Yönerge: Per Se restoranı yazısından "Bir New York" ile başlayıp "dakika yaşatmak istiyorum." ifadesine kadar süren bölümü hiç değiştirmeden çıkarın.

#### Verilen Metin

Bir New York şaheseri Per Se Restoran

Bugün size, muhtemelen dünyanın en iyi birkaç lokantasından biri sayılabilecek Per Se restorandan söz etmek istiyorum.

İki ay gibi bir bekleme listesi olan bu restoranda yemek yeme şansına nail oldum ve ömrümdeki en etkileyici restoran deneyimlerimden birini yaşadım. İlgilenirseniz, bu bayram tatili günü satırlarımda sizleri de oraya götürmek ve bu deneyimi hayal ederek geçen keyifli bir on dakika yaşatmak istiyorum.

Benim talihim. Ne zaman New York’a gitsem şehir tarihin ya en soğuk, ya da en sıcak mevsimini yaşıyor. Geçtiğimiz ay ise tarihin en yağışlı iki Ekim’inden birini. Bu sağanakta taksi bulmak biraz zor oluyor ama yine de Columbus Meydanı’ndaki Time-Warner binasına zamanında ulaşmayı başarabiliyoruz eşimle. Burası Central Park’ın hemen önünde, alt katları alışveriş merkezi olan bir gökdelen. Yani, ömrünüzde bir kez bile yemek yemenin ayrıcalık olacağı bu muhteşem restoran, bir alışveriş merkezinin dördüncü katında.

########
#### Veri Kayıtları

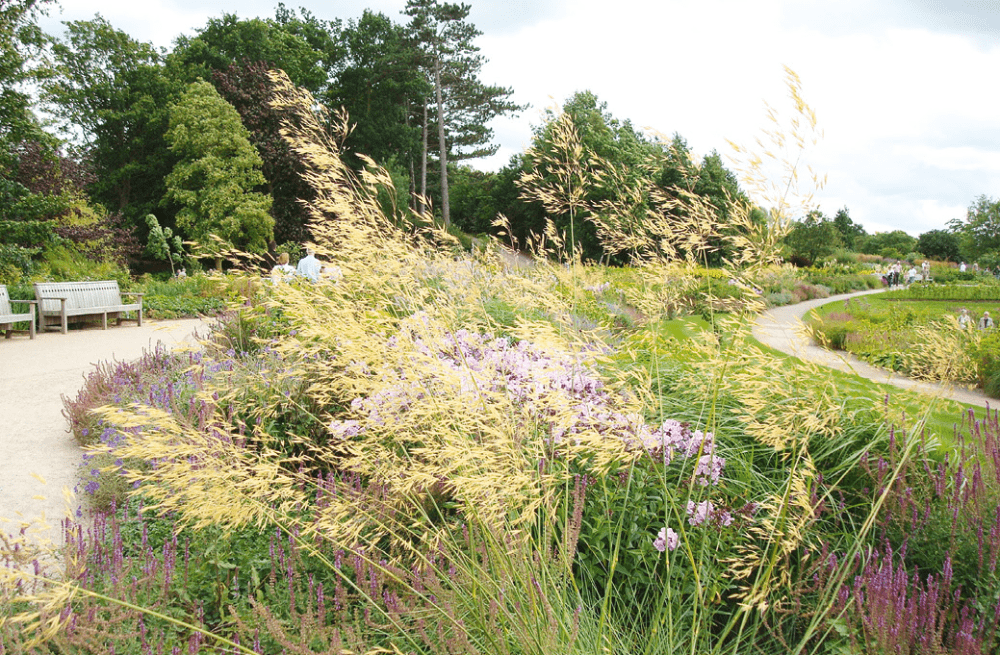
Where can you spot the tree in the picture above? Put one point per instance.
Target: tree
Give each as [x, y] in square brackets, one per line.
[850, 232]
[112, 93]
[463, 105]
[247, 88]
[379, 86]
[217, 171]
[813, 238]
[281, 45]
[939, 244]
[20, 41]
[163, 243]
[980, 234]
[895, 244]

########

Çözüm:
Bir New York şaheseri Per Se Restoran

Bugün size, muhtemelen dünyanın en iyi birkaç lokantasından biri sayılabilecek Per Se restorandan söz etmek istiyorum.

İki ay gibi bir bekleme listesi olan bu restoranda yemek yeme şansına nail oldum ve ömrümdeki en etkileyici restoran deneyimlerimden birini yaşadım. İlgilenirseniz, bu bayram tatili günü satırlarımda sizleri de oraya götürmek ve bu deneyimi hayal ederek geçen keyifli bir on dakika yaşatmak istiyorum.